TASK PROMPT
In the entries below, copy out word for word every line from the one containing "[locate] the leather" through the final line of the entries.

━━━━━━━━━━━━━━━━━━━━

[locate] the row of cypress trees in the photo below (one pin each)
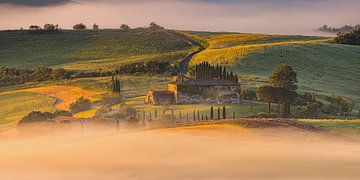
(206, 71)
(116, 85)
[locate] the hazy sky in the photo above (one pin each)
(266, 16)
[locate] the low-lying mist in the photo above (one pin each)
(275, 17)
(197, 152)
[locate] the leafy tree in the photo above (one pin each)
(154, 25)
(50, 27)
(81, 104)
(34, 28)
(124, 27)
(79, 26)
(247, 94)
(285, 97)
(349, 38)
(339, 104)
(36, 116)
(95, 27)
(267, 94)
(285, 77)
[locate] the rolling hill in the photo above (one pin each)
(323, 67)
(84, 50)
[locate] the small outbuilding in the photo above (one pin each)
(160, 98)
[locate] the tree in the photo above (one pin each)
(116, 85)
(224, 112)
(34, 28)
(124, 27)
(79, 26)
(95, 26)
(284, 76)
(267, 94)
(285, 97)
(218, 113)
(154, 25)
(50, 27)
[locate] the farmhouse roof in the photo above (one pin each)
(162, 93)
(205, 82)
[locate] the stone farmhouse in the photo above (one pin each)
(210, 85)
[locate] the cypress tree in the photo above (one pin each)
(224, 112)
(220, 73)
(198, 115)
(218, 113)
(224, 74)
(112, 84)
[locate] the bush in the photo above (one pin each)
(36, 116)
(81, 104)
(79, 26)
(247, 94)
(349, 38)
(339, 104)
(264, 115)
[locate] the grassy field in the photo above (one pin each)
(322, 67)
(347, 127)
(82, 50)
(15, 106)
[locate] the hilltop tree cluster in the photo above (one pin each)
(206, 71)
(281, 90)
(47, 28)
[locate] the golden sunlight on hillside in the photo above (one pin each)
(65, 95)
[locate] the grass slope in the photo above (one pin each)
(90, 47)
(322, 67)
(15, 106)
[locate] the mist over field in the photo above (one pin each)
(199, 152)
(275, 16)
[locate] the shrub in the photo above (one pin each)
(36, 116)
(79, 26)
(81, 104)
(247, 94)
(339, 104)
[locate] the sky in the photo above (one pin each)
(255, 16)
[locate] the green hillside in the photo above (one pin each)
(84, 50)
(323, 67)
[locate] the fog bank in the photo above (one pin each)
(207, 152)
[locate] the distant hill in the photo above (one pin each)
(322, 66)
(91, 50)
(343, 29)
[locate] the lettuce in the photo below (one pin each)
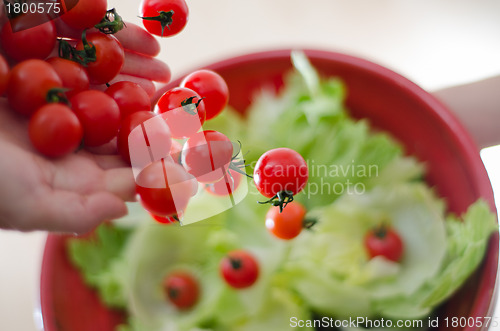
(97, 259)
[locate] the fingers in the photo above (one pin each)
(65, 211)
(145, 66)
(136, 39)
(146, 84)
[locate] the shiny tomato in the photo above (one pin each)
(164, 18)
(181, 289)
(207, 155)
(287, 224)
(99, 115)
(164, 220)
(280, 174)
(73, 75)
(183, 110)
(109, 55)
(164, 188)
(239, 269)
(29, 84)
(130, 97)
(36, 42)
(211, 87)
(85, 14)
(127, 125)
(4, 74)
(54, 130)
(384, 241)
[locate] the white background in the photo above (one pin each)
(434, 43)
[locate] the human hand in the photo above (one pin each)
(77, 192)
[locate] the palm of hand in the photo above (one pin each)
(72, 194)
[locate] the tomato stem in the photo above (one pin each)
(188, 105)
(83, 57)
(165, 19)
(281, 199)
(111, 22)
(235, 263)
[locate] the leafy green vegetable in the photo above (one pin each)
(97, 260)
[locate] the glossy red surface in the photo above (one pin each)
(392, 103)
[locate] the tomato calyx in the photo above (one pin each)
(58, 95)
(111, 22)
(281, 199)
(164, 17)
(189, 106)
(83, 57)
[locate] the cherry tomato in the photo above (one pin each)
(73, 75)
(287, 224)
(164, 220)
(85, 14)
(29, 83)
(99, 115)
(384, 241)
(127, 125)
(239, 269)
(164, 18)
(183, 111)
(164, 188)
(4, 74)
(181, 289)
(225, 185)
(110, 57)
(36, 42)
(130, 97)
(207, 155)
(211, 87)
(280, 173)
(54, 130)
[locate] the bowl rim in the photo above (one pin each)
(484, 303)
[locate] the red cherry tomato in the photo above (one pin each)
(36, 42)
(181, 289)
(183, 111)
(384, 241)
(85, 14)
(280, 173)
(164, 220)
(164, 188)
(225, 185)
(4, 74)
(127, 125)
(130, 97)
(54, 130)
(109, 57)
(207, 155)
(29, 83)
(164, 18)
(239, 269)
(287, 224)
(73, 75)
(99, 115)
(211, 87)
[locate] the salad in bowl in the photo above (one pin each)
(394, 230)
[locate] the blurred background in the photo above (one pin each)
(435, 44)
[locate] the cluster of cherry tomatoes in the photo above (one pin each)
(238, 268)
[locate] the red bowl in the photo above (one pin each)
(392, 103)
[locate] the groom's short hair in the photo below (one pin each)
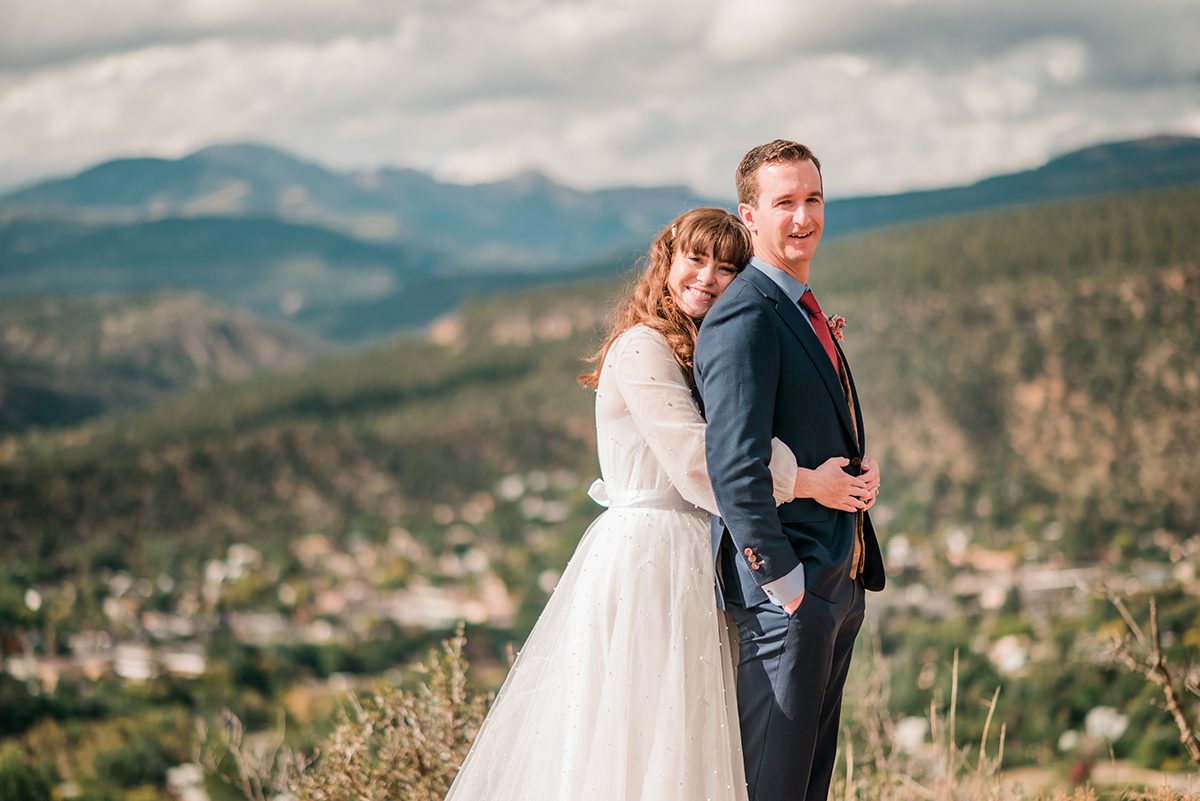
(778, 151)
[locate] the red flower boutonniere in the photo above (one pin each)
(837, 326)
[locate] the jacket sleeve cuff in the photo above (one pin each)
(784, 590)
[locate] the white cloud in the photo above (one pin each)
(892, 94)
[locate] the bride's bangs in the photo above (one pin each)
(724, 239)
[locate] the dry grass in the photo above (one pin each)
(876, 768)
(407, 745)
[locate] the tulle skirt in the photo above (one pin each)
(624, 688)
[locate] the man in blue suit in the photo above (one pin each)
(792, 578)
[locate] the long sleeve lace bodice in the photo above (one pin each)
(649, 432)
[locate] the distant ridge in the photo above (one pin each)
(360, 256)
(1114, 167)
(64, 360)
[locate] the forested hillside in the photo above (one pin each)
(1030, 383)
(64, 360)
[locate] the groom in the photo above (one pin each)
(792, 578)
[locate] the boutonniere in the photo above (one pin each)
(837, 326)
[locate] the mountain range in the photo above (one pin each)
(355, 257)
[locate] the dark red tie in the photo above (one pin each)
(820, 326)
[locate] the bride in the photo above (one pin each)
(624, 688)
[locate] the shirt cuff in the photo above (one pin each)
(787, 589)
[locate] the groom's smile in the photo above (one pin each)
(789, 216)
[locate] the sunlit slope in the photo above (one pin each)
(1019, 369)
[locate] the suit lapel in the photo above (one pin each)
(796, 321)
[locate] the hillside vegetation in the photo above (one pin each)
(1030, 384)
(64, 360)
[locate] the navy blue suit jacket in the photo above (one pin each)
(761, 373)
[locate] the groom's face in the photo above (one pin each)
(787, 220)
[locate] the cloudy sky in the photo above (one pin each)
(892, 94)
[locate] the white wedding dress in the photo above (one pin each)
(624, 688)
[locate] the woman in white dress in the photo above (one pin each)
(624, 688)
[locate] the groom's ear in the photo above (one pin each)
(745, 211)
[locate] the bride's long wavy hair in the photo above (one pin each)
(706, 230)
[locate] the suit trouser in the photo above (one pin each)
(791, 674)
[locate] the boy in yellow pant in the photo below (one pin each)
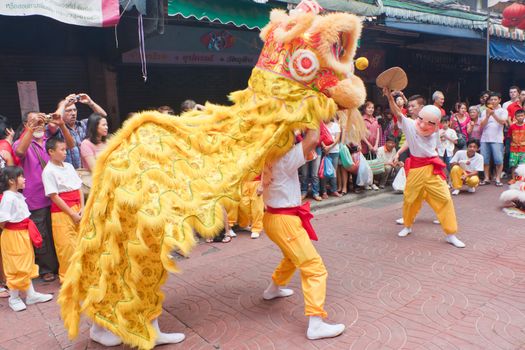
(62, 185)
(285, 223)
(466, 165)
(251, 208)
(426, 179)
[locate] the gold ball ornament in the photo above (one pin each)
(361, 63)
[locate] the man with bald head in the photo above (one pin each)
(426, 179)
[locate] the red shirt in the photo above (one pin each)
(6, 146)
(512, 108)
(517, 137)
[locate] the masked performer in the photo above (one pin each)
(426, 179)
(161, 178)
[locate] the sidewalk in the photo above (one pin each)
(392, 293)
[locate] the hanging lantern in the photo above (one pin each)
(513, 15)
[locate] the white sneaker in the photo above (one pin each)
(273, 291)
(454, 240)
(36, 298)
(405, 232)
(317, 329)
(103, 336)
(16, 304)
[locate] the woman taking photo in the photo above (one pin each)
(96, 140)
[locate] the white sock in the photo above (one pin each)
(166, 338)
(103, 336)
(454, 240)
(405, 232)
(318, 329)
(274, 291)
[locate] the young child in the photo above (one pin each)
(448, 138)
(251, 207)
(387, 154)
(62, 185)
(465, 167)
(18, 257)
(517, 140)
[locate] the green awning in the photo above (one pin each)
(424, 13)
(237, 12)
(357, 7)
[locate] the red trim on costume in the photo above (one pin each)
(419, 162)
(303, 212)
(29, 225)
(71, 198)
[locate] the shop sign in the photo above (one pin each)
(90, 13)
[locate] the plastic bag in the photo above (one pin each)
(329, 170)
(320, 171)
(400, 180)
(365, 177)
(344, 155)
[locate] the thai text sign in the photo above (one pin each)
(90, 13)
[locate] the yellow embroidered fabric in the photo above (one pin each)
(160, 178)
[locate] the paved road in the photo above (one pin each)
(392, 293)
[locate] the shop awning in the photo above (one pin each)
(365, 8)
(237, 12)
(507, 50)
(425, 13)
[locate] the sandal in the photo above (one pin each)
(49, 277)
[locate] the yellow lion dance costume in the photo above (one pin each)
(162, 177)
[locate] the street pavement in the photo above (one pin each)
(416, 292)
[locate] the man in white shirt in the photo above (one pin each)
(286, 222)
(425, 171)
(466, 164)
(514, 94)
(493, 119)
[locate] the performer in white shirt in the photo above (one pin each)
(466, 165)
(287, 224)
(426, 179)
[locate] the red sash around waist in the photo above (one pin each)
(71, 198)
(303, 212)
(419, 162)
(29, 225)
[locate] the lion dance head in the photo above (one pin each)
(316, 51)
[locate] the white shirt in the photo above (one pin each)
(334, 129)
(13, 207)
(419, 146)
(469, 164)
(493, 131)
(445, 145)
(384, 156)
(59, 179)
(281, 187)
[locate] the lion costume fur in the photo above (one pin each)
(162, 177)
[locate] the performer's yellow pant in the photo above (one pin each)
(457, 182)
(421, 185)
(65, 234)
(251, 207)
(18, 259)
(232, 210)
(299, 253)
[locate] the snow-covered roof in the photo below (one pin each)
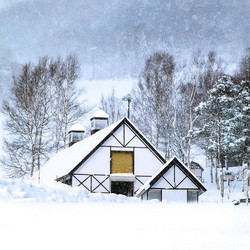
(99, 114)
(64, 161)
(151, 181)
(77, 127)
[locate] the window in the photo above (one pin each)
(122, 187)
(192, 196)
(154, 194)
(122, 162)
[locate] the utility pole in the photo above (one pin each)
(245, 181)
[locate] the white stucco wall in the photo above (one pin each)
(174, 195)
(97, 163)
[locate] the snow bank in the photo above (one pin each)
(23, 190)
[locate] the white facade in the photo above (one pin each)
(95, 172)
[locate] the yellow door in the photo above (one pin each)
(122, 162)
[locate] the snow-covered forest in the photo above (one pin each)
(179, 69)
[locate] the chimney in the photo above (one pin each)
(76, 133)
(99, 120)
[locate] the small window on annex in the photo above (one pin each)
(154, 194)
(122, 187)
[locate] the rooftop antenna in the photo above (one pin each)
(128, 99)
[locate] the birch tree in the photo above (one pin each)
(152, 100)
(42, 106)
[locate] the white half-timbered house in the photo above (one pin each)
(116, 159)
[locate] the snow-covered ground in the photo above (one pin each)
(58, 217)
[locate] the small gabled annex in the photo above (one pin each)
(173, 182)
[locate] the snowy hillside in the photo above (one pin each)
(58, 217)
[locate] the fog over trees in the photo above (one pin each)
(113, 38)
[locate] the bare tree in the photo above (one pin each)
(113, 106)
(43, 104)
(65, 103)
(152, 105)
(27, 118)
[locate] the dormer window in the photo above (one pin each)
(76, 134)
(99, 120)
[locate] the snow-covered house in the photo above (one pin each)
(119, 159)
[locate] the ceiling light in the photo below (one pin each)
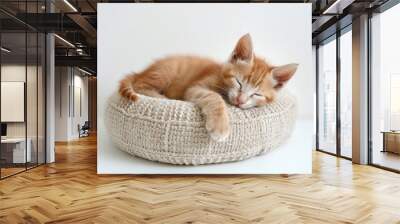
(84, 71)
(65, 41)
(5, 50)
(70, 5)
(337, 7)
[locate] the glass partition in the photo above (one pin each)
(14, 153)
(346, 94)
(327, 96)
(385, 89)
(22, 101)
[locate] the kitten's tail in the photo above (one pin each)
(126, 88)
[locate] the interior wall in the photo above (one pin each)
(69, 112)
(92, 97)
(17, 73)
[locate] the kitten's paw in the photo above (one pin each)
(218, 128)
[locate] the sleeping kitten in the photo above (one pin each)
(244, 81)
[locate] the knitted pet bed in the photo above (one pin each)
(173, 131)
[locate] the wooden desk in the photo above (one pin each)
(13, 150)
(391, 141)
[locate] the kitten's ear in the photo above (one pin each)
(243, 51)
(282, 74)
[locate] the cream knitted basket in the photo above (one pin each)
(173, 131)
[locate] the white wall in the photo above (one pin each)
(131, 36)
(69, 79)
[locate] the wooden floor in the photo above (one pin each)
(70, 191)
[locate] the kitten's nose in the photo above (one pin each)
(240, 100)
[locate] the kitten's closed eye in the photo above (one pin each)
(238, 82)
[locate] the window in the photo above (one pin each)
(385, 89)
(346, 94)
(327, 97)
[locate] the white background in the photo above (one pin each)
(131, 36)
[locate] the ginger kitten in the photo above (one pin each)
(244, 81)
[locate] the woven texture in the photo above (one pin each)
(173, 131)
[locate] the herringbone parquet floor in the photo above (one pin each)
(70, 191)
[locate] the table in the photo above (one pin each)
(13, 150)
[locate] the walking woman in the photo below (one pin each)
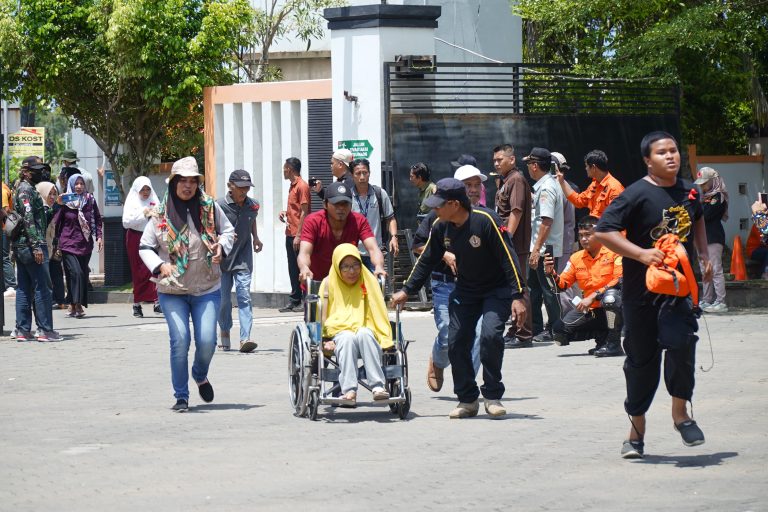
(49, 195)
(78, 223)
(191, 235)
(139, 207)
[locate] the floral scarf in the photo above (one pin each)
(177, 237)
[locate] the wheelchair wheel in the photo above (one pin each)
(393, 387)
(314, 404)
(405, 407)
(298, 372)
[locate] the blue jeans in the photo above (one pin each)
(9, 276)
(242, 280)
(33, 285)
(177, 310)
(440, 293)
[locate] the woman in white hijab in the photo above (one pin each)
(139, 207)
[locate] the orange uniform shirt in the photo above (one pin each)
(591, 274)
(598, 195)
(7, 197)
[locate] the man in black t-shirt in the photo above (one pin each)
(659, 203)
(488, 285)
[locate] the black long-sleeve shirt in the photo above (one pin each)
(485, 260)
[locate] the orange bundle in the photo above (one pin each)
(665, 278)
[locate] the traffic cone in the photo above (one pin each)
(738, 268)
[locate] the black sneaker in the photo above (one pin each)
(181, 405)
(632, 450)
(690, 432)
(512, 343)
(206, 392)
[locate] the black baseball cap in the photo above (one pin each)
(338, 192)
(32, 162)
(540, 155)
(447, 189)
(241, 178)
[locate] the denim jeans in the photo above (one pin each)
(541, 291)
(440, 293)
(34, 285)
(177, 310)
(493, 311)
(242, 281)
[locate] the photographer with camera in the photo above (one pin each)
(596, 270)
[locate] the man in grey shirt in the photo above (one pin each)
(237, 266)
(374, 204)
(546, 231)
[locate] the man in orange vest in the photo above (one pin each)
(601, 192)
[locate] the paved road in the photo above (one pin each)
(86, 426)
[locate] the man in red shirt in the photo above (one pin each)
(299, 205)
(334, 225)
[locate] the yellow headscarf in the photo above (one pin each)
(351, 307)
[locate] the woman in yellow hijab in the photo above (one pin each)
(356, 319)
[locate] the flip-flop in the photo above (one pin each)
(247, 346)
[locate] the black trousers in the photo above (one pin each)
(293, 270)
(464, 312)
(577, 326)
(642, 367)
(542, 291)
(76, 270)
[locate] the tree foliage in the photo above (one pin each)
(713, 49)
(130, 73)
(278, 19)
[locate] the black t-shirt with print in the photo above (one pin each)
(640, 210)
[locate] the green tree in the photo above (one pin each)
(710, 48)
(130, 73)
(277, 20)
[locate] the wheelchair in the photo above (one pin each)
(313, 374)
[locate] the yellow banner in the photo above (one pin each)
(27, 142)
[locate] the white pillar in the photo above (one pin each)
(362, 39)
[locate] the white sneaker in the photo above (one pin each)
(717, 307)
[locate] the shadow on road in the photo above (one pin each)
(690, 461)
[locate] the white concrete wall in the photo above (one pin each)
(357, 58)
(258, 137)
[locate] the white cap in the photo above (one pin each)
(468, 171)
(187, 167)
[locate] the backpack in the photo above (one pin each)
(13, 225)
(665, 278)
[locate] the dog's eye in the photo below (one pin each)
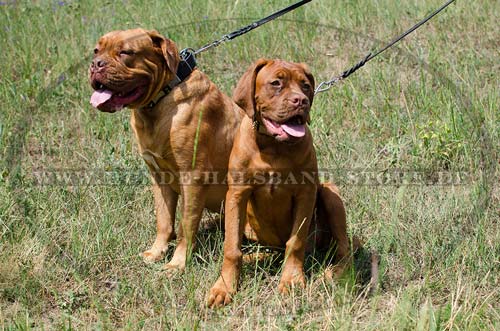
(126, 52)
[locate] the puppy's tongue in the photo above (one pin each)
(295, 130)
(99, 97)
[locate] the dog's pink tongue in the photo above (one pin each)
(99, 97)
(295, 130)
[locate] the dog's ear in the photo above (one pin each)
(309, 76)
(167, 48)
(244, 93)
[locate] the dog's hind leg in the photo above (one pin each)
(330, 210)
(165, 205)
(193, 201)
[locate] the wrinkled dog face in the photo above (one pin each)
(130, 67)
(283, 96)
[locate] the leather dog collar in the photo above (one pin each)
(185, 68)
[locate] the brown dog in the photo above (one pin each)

━━━━━━━━━━━━━━━━━━━━

SOLUTION FOR THIS TASK
[locate] the leather dog collar in the photo above (one pin each)
(185, 68)
[locate] the brown dog in the photo above (one pin each)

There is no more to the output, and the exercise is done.